→ **Request**: Give back exactly the lines running from the line with "the mallard duck." to the end of the entries, and only those lines.

____

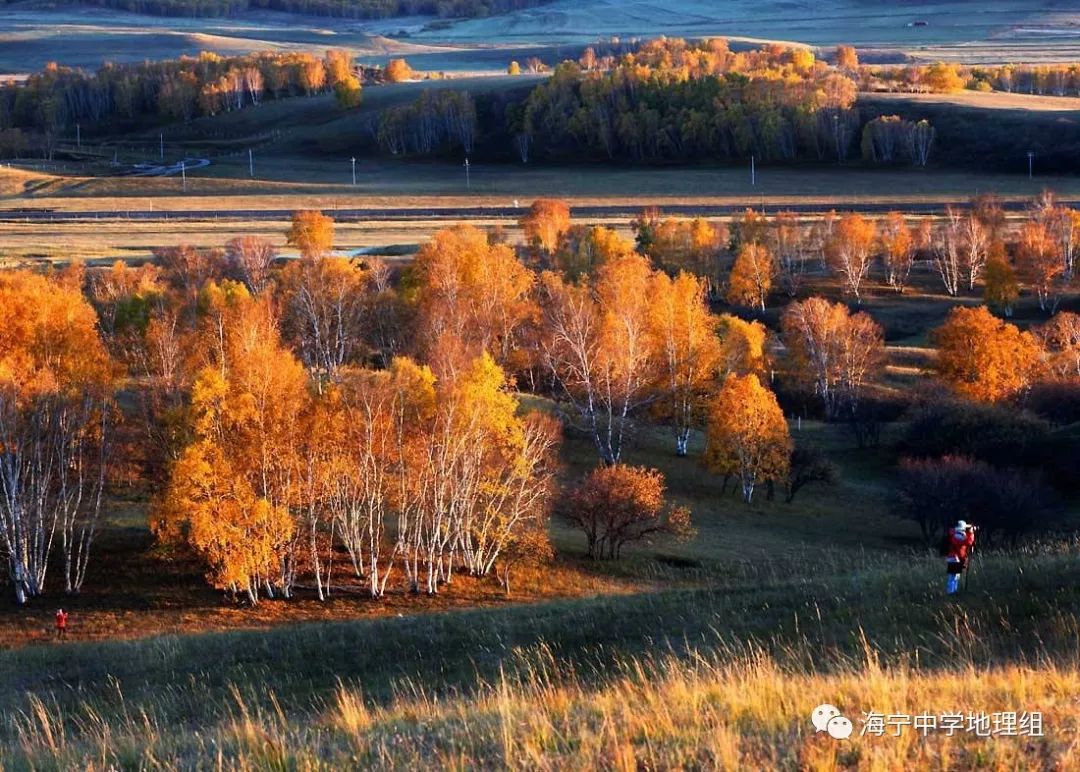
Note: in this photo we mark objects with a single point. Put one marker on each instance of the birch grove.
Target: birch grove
(56, 382)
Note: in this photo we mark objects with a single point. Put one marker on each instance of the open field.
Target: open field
(719, 677)
(998, 31)
(84, 37)
(707, 651)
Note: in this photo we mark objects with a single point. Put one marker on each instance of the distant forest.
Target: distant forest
(661, 102)
(338, 9)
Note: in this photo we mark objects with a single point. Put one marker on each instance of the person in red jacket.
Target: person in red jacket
(959, 543)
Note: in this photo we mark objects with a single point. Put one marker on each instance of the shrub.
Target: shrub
(998, 435)
(619, 504)
(1006, 503)
(1057, 402)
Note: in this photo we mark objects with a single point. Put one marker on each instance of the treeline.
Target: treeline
(676, 100)
(665, 100)
(338, 9)
(1043, 80)
(56, 98)
(280, 415)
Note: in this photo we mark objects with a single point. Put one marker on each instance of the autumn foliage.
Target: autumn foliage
(618, 505)
(747, 435)
(983, 357)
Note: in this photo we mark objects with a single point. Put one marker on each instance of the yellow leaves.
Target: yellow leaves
(742, 350)
(752, 275)
(747, 434)
(49, 340)
(545, 222)
(983, 357)
(230, 491)
(311, 233)
(474, 296)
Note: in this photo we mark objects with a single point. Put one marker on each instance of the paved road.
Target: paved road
(346, 215)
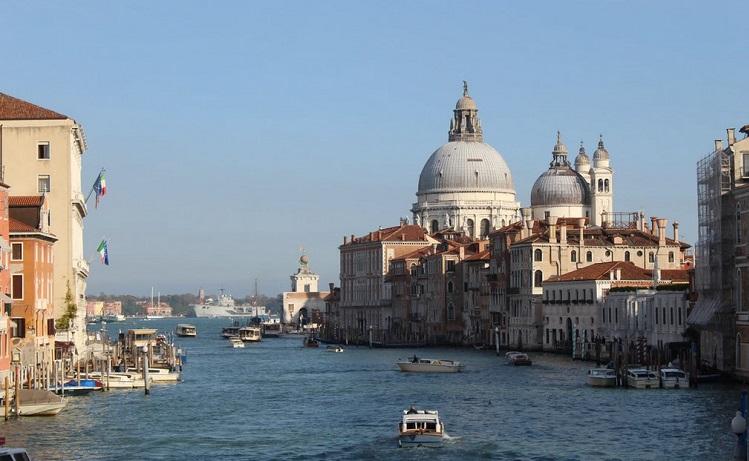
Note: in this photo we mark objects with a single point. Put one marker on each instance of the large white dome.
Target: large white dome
(465, 166)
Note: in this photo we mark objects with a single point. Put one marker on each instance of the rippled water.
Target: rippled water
(277, 400)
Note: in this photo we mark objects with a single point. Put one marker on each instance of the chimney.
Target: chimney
(581, 226)
(563, 233)
(552, 229)
(662, 232)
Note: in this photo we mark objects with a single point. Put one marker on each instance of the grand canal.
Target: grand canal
(277, 400)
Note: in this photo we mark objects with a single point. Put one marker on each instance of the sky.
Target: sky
(235, 133)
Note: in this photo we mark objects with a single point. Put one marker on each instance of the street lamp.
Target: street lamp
(738, 427)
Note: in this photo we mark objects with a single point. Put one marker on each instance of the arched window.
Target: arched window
(485, 228)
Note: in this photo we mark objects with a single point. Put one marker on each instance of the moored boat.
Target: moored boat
(641, 378)
(518, 358)
(422, 365)
(186, 330)
(674, 378)
(420, 428)
(601, 377)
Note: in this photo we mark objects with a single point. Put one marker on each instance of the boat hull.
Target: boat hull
(428, 368)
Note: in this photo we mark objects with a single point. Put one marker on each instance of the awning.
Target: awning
(705, 310)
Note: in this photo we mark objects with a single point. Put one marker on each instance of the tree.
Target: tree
(71, 310)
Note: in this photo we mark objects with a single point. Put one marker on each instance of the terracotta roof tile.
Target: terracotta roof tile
(17, 109)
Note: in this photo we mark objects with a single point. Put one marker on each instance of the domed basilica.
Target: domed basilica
(467, 186)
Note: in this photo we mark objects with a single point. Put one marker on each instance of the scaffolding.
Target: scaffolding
(713, 181)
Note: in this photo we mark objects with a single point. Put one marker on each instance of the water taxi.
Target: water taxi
(186, 331)
(420, 428)
(250, 334)
(674, 378)
(640, 378)
(422, 365)
(601, 377)
(518, 358)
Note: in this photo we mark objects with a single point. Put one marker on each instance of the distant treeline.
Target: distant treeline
(181, 303)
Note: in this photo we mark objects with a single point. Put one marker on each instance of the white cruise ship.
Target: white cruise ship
(226, 307)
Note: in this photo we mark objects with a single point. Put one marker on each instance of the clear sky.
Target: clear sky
(235, 132)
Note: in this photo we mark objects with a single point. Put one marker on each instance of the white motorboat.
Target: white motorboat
(421, 365)
(186, 330)
(601, 377)
(640, 378)
(251, 334)
(420, 428)
(38, 402)
(518, 358)
(674, 378)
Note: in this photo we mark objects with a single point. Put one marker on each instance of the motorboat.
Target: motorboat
(80, 387)
(311, 341)
(420, 428)
(674, 378)
(518, 358)
(186, 330)
(250, 334)
(602, 377)
(641, 378)
(422, 365)
(38, 402)
(334, 349)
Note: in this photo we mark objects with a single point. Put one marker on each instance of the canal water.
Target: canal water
(277, 400)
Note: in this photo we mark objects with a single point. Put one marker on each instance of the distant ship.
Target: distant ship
(226, 307)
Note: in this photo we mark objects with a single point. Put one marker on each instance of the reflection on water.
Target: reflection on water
(277, 400)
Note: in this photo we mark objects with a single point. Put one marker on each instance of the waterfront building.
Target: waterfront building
(305, 301)
(32, 279)
(465, 185)
(614, 300)
(721, 314)
(42, 151)
(365, 297)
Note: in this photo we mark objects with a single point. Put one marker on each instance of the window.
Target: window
(19, 331)
(17, 287)
(44, 183)
(16, 253)
(42, 151)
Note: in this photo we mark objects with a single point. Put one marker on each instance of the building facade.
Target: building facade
(42, 152)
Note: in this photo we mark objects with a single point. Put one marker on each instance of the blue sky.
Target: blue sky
(235, 132)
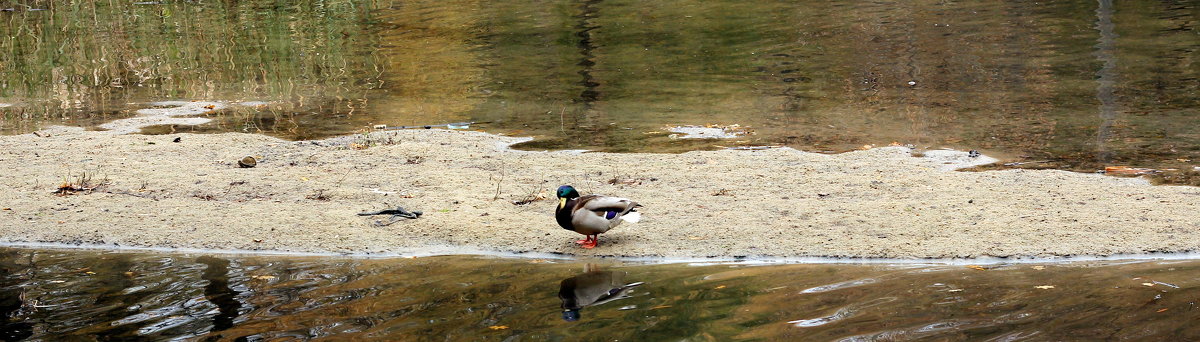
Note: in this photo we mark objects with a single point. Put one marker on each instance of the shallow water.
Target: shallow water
(58, 294)
(1065, 84)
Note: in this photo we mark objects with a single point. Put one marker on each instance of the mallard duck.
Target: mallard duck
(591, 289)
(593, 214)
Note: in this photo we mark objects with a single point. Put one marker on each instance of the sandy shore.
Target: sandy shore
(305, 196)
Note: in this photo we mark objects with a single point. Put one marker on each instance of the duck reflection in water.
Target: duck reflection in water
(593, 287)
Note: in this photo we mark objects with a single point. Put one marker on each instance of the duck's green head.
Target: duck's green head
(568, 192)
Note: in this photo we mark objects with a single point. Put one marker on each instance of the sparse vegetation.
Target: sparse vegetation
(82, 183)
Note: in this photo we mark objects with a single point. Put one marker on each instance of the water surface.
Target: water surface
(1062, 84)
(54, 294)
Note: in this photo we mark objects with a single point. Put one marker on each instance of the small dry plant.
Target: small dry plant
(83, 183)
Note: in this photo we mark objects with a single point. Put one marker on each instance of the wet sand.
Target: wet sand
(305, 196)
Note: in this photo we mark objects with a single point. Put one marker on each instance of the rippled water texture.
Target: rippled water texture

____

→ **Final answer**:
Note: in this photo we mark objects with a single point. Put one marker on each instance of the mallard duck.
Target: mallard duck
(591, 289)
(593, 214)
Note: in this photo we mark objects with a single point. Put one marker on each instance of the sandy shore.
Target: sandy shore
(305, 196)
Note: in this photo we mark objects with a single point. Put one marker on each instance of the duck reflection in water.
Target: duck reflection in water
(593, 287)
Note: in this photo we mark objects with a single point. Put one marker on each instance of the duck's green head.
Target: duck's green head
(568, 192)
Note: in this photo we mark objects with a single point. Put one marker on each instance of the sparse vegetation.
Target: sparse vegetation
(82, 183)
Note: in this photo we mark objects with a single point. Put one marker on each instance of the water surface.
Target: water surface
(1062, 84)
(54, 294)
Note: in this photo we mark objects with a single point. Put one marker on each instance of the small dry plant.
Target: small dry plant
(83, 183)
Note: in this photo we mark objects with a single point. Put one marker on each instance of the wet sand.
Target: wet sand
(305, 196)
Note: in this photo we mark objects with a single point. Put one marker on each instance of the rippled water texture.
Target: rippled water texture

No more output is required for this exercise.